## Information supplied
□ □ □ □ □ □ □
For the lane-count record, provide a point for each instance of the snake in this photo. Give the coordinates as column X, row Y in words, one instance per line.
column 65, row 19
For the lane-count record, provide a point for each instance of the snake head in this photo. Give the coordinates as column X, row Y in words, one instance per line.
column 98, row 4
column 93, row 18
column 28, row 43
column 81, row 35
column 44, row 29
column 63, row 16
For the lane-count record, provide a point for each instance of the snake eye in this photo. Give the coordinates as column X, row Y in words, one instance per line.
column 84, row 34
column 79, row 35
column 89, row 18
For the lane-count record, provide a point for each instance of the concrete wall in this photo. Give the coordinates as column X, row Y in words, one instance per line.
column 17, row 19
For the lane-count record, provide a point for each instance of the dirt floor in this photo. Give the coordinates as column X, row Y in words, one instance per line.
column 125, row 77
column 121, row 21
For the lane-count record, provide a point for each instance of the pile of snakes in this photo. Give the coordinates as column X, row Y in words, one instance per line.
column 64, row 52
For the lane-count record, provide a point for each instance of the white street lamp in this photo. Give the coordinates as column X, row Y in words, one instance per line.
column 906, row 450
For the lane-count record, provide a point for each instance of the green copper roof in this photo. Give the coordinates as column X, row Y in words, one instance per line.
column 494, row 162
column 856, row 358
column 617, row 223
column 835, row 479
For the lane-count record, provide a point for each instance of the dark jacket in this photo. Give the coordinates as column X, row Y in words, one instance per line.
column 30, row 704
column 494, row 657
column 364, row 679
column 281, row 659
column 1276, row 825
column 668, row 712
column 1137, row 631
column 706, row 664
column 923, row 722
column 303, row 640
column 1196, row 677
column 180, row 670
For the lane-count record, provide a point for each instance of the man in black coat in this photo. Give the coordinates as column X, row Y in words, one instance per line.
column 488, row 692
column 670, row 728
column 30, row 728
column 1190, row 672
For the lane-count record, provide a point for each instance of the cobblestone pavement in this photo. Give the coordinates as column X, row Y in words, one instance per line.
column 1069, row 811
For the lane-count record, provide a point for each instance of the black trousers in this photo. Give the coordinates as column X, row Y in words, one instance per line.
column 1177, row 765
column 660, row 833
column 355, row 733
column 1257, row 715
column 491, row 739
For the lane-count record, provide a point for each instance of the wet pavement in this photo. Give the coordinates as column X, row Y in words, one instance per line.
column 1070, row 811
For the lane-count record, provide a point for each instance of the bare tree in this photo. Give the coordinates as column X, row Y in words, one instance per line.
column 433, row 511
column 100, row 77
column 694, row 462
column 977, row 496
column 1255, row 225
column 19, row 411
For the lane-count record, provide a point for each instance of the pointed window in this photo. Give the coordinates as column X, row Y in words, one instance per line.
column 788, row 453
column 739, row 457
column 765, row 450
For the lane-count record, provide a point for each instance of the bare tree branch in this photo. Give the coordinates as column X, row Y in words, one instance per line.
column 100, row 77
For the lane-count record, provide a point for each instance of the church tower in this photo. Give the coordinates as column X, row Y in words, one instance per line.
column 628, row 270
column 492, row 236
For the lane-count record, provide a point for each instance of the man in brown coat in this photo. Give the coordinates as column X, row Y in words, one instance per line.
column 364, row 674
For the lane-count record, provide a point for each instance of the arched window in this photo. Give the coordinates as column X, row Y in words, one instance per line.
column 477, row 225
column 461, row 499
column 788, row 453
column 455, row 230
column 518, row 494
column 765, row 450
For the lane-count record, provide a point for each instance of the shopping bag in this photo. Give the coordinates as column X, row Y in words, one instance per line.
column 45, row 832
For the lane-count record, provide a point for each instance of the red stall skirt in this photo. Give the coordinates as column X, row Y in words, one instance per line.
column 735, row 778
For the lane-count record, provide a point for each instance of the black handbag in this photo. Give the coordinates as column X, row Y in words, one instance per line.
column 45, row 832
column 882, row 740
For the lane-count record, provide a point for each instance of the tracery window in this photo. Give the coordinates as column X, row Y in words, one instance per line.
□ □ □ □ □ □ □
## Brief
Copy the whole listing above word for word, every line from start to finish.

## Exercise result
For the lane-count record, provide a point for each instance of the snake in this photo. Give the coordinates as column X, row Y in words, one instance per line.
column 65, row 19
For the lane-count record, provide a point for each instance of the snake head in this photo. Give the coordinates as column X, row Y in words, one instance per line.
column 98, row 4
column 93, row 18
column 28, row 43
column 81, row 35
column 44, row 29
column 63, row 16
For the lane-count record, provide a point for each instance of the snake eye in this photo. Give the coordinates as column X, row Y in words, one instance per line.
column 84, row 34
column 79, row 35
column 89, row 18
For the lane-count record, provide a point for each instance of the concrete wall in this photo. Give the coordinates as column X, row Y in words, one instance per line.
column 17, row 19
For the lane-count record, provide a point for each instance of the dirt floor in this photo. Give the coordinates as column X, row Y in words, one instance per line.
column 125, row 77
column 121, row 21
For the lane-count record, provide a point for each instance of the pile of snakes in this photo. Give the coordinates as column X, row Y in words, one instance per line.
column 64, row 52
For the lane-count record, provide a point for each instance of the white street lamp in this photo. Give the coordinates as column X, row Y in words, one instance per line.
column 906, row 450
For the lane-count record, provide a point for each instance of the green copper roof in this photo. Give the coordinates as column X, row Y in words, one instance per line.
column 494, row 162
column 856, row 358
column 617, row 223
column 835, row 479
For the lane-count record, provide a point for each instance of the dark jacket in this photo. Give the coordinates as column X, row Y in words, one instance per line.
column 30, row 704
column 494, row 657
column 364, row 679
column 281, row 659
column 1276, row 825
column 668, row 712
column 1137, row 631
column 706, row 664
column 923, row 722
column 303, row 640
column 1196, row 677
column 180, row 670
For the lane-count record, provide a point for each instance of the man in black coat in this photo. Give the coordinates as column X, row Y in words, one instance per line.
column 488, row 692
column 670, row 728
column 30, row 728
column 1190, row 672
For the lane-count record, provide a point for each instance of the cobblestone pavement in this photo. Give the coordinates as column X, row Y in words, one instance per line.
column 1069, row 811
For the lane-count record, provide a point for each instance of the black trousers in this photo. Give the coordinates as column X, row Y in words, one instance per line.
column 1177, row 765
column 660, row 833
column 355, row 733
column 1257, row 715
column 491, row 739
For the lane-count record, provide a point for each instance of the wet pavement in this photo. Give the coordinates as column X, row Y in words, one instance per line.
column 1070, row 811
For the lane-count record, provide a point for each instance of the bare tree in this photo. Give the coordinates as column X, row Y in words, one instance per line.
column 433, row 511
column 100, row 77
column 694, row 462
column 977, row 496
column 1255, row 225
column 19, row 411
For the lane-count record, provide a point for each instance of the pointed window in this photo. Give the coordinates as column X, row Y in words, one instance per line.
column 788, row 453
column 739, row 457
column 765, row 450
For the lane-count record, provide a point for each instance of the bare tree branch in this photo. Give the coordinates as column X, row Y in words, one instance per line.
column 100, row 77
For the lane-count record, provide a point for each instance of the church tower in this photo. Give the coordinates as column X, row Y in words, one instance per line.
column 628, row 270
column 492, row 236
For the lane-count record, provide a point for each instance of the man in brown coat in this photo. Give the coordinates as column X, row Y in words, one instance per line.
column 364, row 674
For the lane-count record, provide a point for each instance of the arched window in this photo. Give the coordinates as column X, row Y in words, one instance per line.
column 477, row 225
column 461, row 499
column 788, row 453
column 455, row 230
column 518, row 494
column 765, row 450
For the lane-count record, provide a point for each instance of the shopping bag in this photo. Give the coordinates as column X, row Y in words, one instance per line.
column 45, row 832
For the lane-count record, provide a point for each instance of the red stall skirt in this photo. Give the coordinates as column X, row Y in words, one instance per line.
column 735, row 778
For the lane-count record, provide a point for each instance of the black handbag in this photo. Give the coordinates as column X, row Y in words, one instance per line.
column 45, row 832
column 882, row 740
For the lane-count record, provide a point for each instance of the tracery window in this photo. Give the coordinates as column X, row Y in words, one instance per line.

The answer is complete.